Text for analysis:
Click here to read more about Streets’ Fulbright research. 

Language learning is a form of literacy development. Building students’ plurilingualism as a standard approach within Finland’s national curriculum engenders strong literacy development and elucidates why Finland consistently outperforms other countries in reading,” Streets wrote. 

Education conference led by Streets in Jyväskylä.

There’s a societal effort to make sure citizens are literate,” she said. 

Families are provided with ample resources before their children start school to learn reading fundamentals. They are provided with access to community libraries, with specific library programming geared toward preparing pre-school students. 

Once enrolled in school, students are expected to be academically independent, Streets said.

Teachers are trusted experts,” she said. The teachers would rarely see admin[istrators] because they receive highly competitive training that makes them the experts.” 

Because of the societal expectation for students to put school first, truancy is not a significant problem in Finland, Streets said. 

Additionally students learn to prioritize their studies because there is little to no parental involvement in schools, she argued. Educators are understood as the primary expert” and are trusted because of their robust teacher training, Streets said.

They have implicit trust in the school system because, as a culture, that’s one of their values,” Streets said. For them questioning the ability of teachers is unheard of.”

Another difference she saw between the schools in Finland and New Haven: Students can go to their doctors’ appointment more easily in Finland because medical facilities, separate from a school nurse, are housed in school buildings. This helps to keep parents from having to take time off of work to attend to their students’ medical appointments.

Streets added that parents are paid livable wages, which makes it possible for one parent to stay home until their children reach 6, eliminating a need and the cost for daycare. Teachers, too, are paid better because of their valued role in society, Streets said.

The tail end of Streets’ Fulbright work turned toward engaging with educators about culturally centered pedagogy.

She did multiple lectures during her trip for Jyväskylä University’s educational department.

During a five-day diversity, equity, and inclusion-centered visit and lecture, she did a Black History Month presentation at the request of high school juniors. This led to her also providing diversity training to educators.

Excerpted records:

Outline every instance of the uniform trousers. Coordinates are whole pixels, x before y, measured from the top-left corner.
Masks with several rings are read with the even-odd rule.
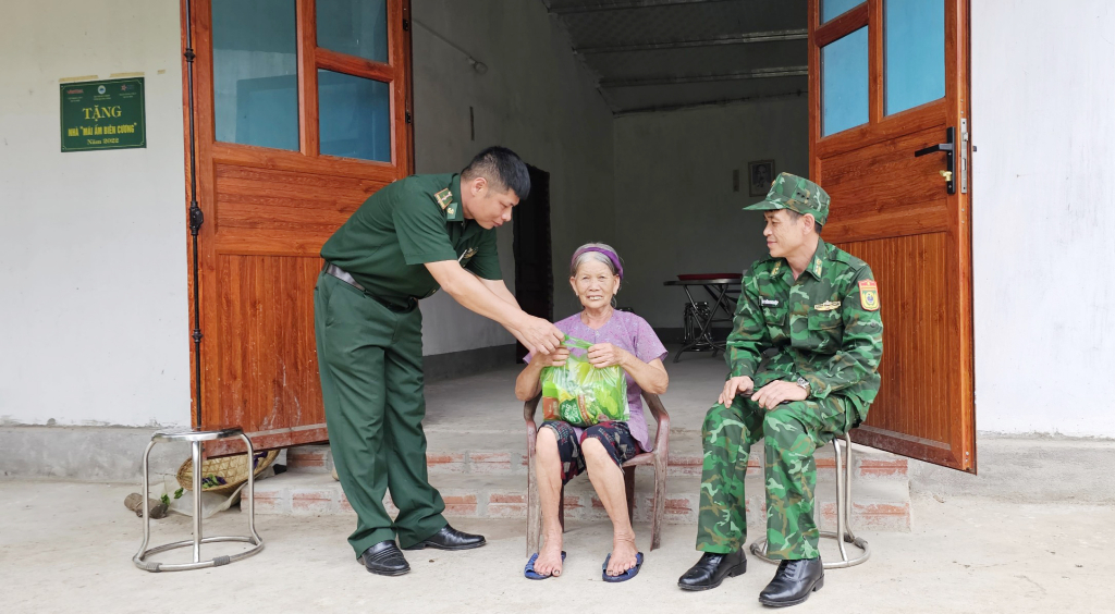
[[[400,547],[415,545],[446,525],[426,468],[421,312],[392,311],[322,272],[313,327],[329,447],[357,514],[349,544],[358,557],[396,537]],[[394,520],[387,490],[399,510]]]
[[[745,396],[717,405],[702,428],[705,460],[697,549],[727,554],[747,539],[744,480],[752,445],[764,439],[767,556],[818,556],[813,517],[817,468],[813,452],[854,423],[852,405],[837,396],[793,401],[767,411]]]

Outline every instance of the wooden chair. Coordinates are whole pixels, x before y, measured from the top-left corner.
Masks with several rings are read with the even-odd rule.
[[[526,556],[539,552],[542,547],[542,504],[539,500],[537,478],[534,475],[534,438],[539,428],[534,423],[534,413],[539,408],[537,396],[523,405],[523,419],[526,421]],[[662,516],[666,513],[666,467],[670,449],[670,415],[666,412],[658,394],[643,392],[642,398],[658,422],[658,433],[655,437],[655,450],[642,452],[623,464],[623,481],[627,485],[628,516],[634,522],[634,468],[649,465],[655,468],[655,496],[651,499],[650,549],[662,543]],[[558,520],[565,528],[565,487],[561,489],[558,505]]]

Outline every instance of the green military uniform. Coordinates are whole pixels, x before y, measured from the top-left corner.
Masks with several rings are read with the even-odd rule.
[[[459,175],[416,175],[368,198],[321,248],[363,290],[322,271],[314,332],[329,444],[357,513],[349,543],[360,556],[380,542],[408,547],[446,525],[426,471],[421,312],[438,285],[424,266],[457,260],[498,280],[494,230],[465,220]],[[384,494],[399,509],[392,522]]]
[[[749,209],[812,213],[824,224],[828,195],[782,174],[767,199]],[[808,387],[804,401],[766,411],[747,394],[709,410],[697,549],[731,553],[747,537],[744,478],[753,444],[766,448],[767,554],[814,558],[816,465],[813,452],[860,425],[879,391],[883,324],[866,263],[824,241],[795,280],[785,259],[766,257],[744,276],[726,359],[729,377],[750,377],[755,390],[777,380]]]

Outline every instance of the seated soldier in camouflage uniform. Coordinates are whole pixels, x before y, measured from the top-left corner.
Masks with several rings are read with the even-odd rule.
[[[879,391],[883,324],[866,263],[821,240],[828,195],[783,173],[762,203],[770,256],[744,276],[728,337],[731,372],[705,418],[697,549],[678,585],[719,586],[747,568],[744,478],[752,445],[766,448],[767,555],[780,559],[759,594],[796,605],[824,584],[813,520],[813,452],[867,416]]]

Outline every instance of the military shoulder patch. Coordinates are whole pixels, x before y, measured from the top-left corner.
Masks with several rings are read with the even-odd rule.
[[[860,305],[864,311],[879,311],[879,284],[874,280],[860,281]]]
[[[435,194],[434,199],[437,201],[437,204],[439,207],[442,207],[442,211],[445,211],[446,207],[453,204],[453,192],[449,188],[445,188],[442,192]]]

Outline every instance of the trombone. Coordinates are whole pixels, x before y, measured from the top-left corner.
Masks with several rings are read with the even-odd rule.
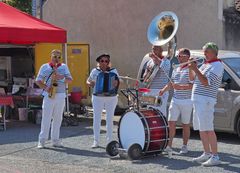
[[[196,58],[194,58],[194,59],[192,59],[190,61],[187,61],[187,62],[183,62],[183,63],[180,63],[180,64],[173,64],[172,68],[176,69],[176,68],[178,68],[180,66],[184,66],[184,65],[190,64],[192,62],[197,62],[198,65],[202,65],[204,63],[204,61],[205,61],[204,57],[196,57]]]

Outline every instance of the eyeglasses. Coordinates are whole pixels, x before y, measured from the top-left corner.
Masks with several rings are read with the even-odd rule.
[[[53,58],[61,59],[61,56],[53,56]]]
[[[177,55],[177,57],[188,57],[188,55]]]
[[[109,63],[109,60],[101,60],[100,62],[101,62],[101,63],[104,63],[104,62],[105,62],[105,63]]]

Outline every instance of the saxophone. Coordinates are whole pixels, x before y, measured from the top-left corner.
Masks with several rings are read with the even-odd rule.
[[[51,85],[50,85],[50,90],[48,93],[48,97],[49,98],[54,98],[57,92],[57,79],[56,79],[56,75],[57,75],[57,66],[53,67],[53,74],[52,74],[52,79],[51,79]]]

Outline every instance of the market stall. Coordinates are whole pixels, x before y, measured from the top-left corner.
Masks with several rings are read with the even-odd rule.
[[[0,2],[0,87],[7,93],[32,87],[34,46],[61,44],[67,63],[66,31]],[[15,88],[13,87],[15,85]],[[16,88],[18,87],[18,88]]]

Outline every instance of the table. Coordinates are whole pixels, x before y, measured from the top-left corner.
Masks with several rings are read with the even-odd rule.
[[[3,126],[3,129],[6,130],[6,111],[7,106],[11,106],[14,108],[13,97],[11,95],[0,95],[0,106],[4,106],[4,111],[2,114],[2,122],[0,122],[0,126]]]

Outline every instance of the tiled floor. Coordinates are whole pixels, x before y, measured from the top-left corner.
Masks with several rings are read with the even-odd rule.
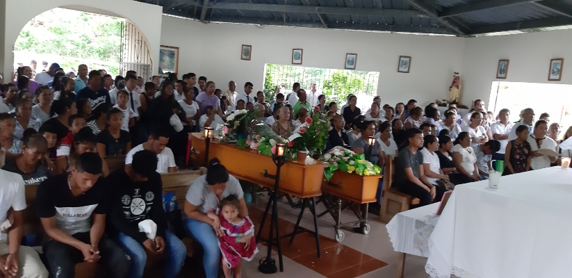
[[[258,209],[251,208],[249,213],[255,224],[260,224],[255,219],[261,219],[263,211],[265,207],[268,197],[263,196],[258,204]],[[253,209],[254,208],[254,209]],[[318,211],[325,210],[321,204],[318,204]],[[281,234],[284,235],[292,231],[297,218],[300,209],[293,209],[286,201],[279,202],[279,215]],[[329,214],[318,218],[318,224],[322,240],[322,249],[324,251],[322,258],[318,259],[316,254],[316,241],[311,234],[296,236],[294,243],[288,245],[289,239],[282,240],[284,272],[267,275],[258,270],[259,261],[266,256],[268,249],[263,244],[259,245],[259,252],[250,262],[243,263],[243,278],[323,278],[343,277],[349,278],[393,278],[397,277],[397,265],[399,254],[393,251],[391,242],[387,234],[385,224],[377,219],[377,215],[370,213],[369,223],[371,227],[368,235],[356,234],[351,231],[351,227],[343,227],[345,238],[341,244],[337,244],[334,238],[334,220]],[[344,211],[341,215],[342,222],[353,221],[355,216],[351,211]],[[270,218],[268,222],[270,222]],[[304,211],[300,225],[313,231],[313,220],[311,213],[307,208]],[[268,235],[268,228],[264,227],[263,235]],[[333,244],[332,244],[333,243]],[[330,245],[328,246],[327,245]],[[325,253],[327,252],[327,253]],[[357,253],[356,253],[357,252]],[[360,255],[358,253],[361,253]],[[272,258],[277,260],[278,256],[272,251]],[[372,258],[373,259],[369,259]],[[375,259],[375,260],[373,260]],[[179,277],[201,277],[202,272],[198,270],[201,265],[193,259],[185,265]],[[361,260],[361,261],[360,261]],[[322,261],[325,263],[322,264]],[[357,261],[361,261],[359,267],[355,267]],[[379,261],[388,263],[382,267]],[[427,278],[429,275],[425,272],[426,258],[408,255],[405,262],[405,278]],[[321,265],[325,266],[321,266]],[[348,265],[352,265],[348,267]]]

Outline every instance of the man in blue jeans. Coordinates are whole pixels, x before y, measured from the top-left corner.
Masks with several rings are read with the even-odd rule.
[[[110,235],[131,258],[131,278],[143,277],[145,250],[164,256],[164,278],[177,277],[187,255],[183,242],[167,229],[163,184],[156,167],[157,154],[144,149],[135,153],[131,164],[107,177],[113,190]],[[147,220],[157,224],[154,238],[139,231],[139,223]]]
[[[70,174],[52,176],[38,187],[36,208],[44,231],[51,238],[44,245],[50,274],[74,278],[80,262],[107,265],[107,276],[124,278],[129,259],[104,235],[108,210],[108,188],[101,158],[86,152],[72,165]]]

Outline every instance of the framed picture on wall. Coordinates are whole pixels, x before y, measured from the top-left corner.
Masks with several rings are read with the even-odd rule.
[[[355,70],[357,63],[357,54],[353,53],[345,54],[345,70]]]
[[[506,79],[507,74],[509,72],[509,60],[499,60],[498,67],[496,68],[496,79]]]
[[[292,49],[292,65],[302,65],[302,54],[304,51],[302,49]]]
[[[252,54],[252,46],[243,44],[243,49],[240,51],[240,60],[250,60],[250,56]]]
[[[411,56],[399,56],[399,65],[398,65],[398,72],[405,74],[409,73],[409,67],[411,65]]]
[[[179,71],[179,47],[161,45],[159,47],[159,67],[163,74]]]
[[[564,64],[564,58],[550,60],[550,67],[548,69],[548,81],[559,81],[562,78],[562,66]]]

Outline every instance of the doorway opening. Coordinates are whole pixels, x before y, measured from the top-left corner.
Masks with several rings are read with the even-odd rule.
[[[495,115],[500,109],[511,111],[510,121],[519,120],[521,110],[534,109],[535,120],[540,114],[550,115],[550,123],[557,122],[562,130],[572,126],[572,85],[525,82],[493,82],[489,110]]]

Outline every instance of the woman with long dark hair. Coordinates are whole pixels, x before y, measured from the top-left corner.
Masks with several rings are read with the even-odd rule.
[[[149,112],[153,115],[151,119],[151,129],[154,129],[156,126],[165,126],[169,129],[170,138],[181,138],[179,136],[182,136],[182,135],[179,136],[179,132],[182,132],[184,129],[179,131],[176,131],[174,126],[171,125],[171,117],[173,115],[179,117],[182,124],[182,122],[186,120],[186,114],[183,108],[181,107],[181,104],[174,99],[174,85],[172,83],[164,82],[161,88],[161,95],[151,101]],[[214,90],[213,91],[214,92]],[[220,104],[218,103],[218,104],[220,105]],[[183,153],[184,152],[181,140],[178,139],[170,140],[167,147],[173,151],[173,154],[175,155],[175,162],[177,163],[177,165],[181,165]]]

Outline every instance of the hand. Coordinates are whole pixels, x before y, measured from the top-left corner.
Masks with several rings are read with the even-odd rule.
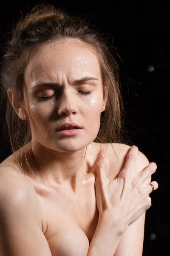
[[[124,167],[118,177],[111,182],[105,174],[107,163],[104,154],[103,160],[102,158],[97,160],[95,188],[99,214],[108,212],[114,221],[124,221],[127,226],[134,222],[151,206],[149,195],[152,187],[144,182],[157,169],[156,164],[151,163],[140,172],[135,172],[138,151],[135,147],[130,148]],[[157,182],[151,183],[155,190],[157,189]]]

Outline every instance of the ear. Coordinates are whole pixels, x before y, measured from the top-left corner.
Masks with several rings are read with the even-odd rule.
[[[106,108],[106,104],[107,101],[108,100],[108,88],[107,88],[106,87],[105,87],[105,99],[103,100],[103,106],[102,106],[102,111],[101,111],[101,112],[103,112],[103,111],[104,111],[104,110],[105,110],[105,109]]]
[[[14,94],[11,92],[10,89],[8,89],[7,94],[14,110],[20,118],[23,120],[27,120],[27,118],[26,117],[26,116],[23,109],[21,108],[20,108],[20,106],[17,103],[14,99]]]

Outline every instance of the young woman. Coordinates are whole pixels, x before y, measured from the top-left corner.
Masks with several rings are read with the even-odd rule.
[[[13,154],[0,165],[1,255],[142,256],[157,167],[123,143],[117,78],[80,18],[42,5],[14,29],[1,71]]]

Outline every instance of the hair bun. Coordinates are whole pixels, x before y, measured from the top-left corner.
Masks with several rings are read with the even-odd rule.
[[[62,20],[68,17],[64,11],[56,9],[48,5],[41,4],[35,6],[24,18],[20,24],[20,29],[25,29],[30,25],[36,24],[48,18],[54,17]]]

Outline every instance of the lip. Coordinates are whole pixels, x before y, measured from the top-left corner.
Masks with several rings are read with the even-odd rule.
[[[66,136],[71,136],[72,135],[74,135],[78,133],[82,130],[82,129],[81,128],[73,129],[71,130],[62,130],[62,131],[58,131],[58,132]]]
[[[75,128],[75,127],[76,127],[76,128]],[[80,127],[78,125],[77,125],[77,124],[76,124],[75,122],[71,122],[71,123],[65,123],[65,124],[63,124],[63,125],[61,125],[61,126],[60,126],[60,127],[59,127],[59,128],[58,128],[57,131],[60,131],[61,130],[64,130],[65,128],[71,128],[72,130],[73,129],[76,129],[77,130],[77,129],[81,129],[82,128]],[[67,130],[67,131],[69,131],[69,130]]]

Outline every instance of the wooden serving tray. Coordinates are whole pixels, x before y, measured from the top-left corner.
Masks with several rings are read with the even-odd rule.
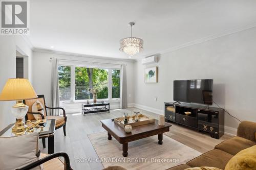
[[[130,125],[132,127],[138,126],[142,125],[146,125],[149,124],[152,124],[155,123],[155,119],[152,118],[150,118],[143,114],[140,114],[139,116],[140,118],[139,122],[135,122],[135,116],[127,116],[128,123],[124,124],[124,117],[117,117],[114,119],[114,122],[115,123],[117,124],[120,127],[124,128],[124,127],[127,125]]]

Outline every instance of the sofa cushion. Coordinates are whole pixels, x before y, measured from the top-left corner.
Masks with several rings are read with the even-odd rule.
[[[239,124],[237,136],[256,141],[256,123],[243,121]]]
[[[201,166],[189,167],[184,170],[222,170],[216,167]]]
[[[223,141],[216,145],[215,148],[234,155],[240,151],[255,144],[256,142],[251,140],[239,136],[235,136]]]
[[[13,170],[40,159],[38,132],[0,137],[0,169]],[[42,169],[42,166],[33,170]]]
[[[45,115],[45,111],[44,110],[44,106],[40,102],[39,100],[37,100],[32,105],[32,112],[35,113],[40,113],[42,114],[43,115]],[[37,119],[37,117],[39,117],[40,119],[42,119],[41,115],[39,114],[33,114],[34,117],[36,120]]]
[[[225,170],[256,169],[256,145],[239,152],[228,161]]]
[[[212,166],[224,169],[232,155],[214,149],[208,151],[187,163],[191,167]]]
[[[41,153],[40,156],[42,158],[48,154]],[[54,158],[43,163],[44,170],[63,170],[64,164],[59,158]]]
[[[102,170],[126,170],[126,169],[119,166],[111,166],[106,167]]]
[[[170,168],[167,169],[166,170],[184,170],[188,167],[191,167],[187,164],[183,164],[176,166],[171,167]]]

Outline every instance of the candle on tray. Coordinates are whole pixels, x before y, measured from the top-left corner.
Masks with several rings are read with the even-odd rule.
[[[158,118],[158,125],[160,126],[164,126],[164,116],[160,115]]]

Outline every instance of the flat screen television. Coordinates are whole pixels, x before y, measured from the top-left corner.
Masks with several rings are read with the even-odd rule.
[[[174,101],[212,105],[212,79],[175,80]]]

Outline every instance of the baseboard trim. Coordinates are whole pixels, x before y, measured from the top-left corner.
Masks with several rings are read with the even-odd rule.
[[[133,103],[130,104],[133,104],[132,105],[131,105],[132,106],[130,107],[134,107],[138,109],[144,110],[157,114],[161,114],[161,115],[164,114],[164,111],[161,109],[156,109],[151,107],[140,105],[136,103]],[[225,130],[224,133],[226,135],[230,136],[236,136],[237,135],[237,129],[236,128],[225,126],[224,130]]]
[[[224,129],[225,129],[224,134],[230,136],[237,135],[237,129],[225,126]]]

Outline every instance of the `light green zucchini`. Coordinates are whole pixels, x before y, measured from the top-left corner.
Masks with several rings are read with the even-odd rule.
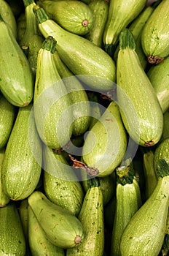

About this task:
In the text about Finnish schools, where are students' medical facilities housed? The rows have nothing to do with the text about Finnish schools.

Output:
In school buildings, separate from a school nurse.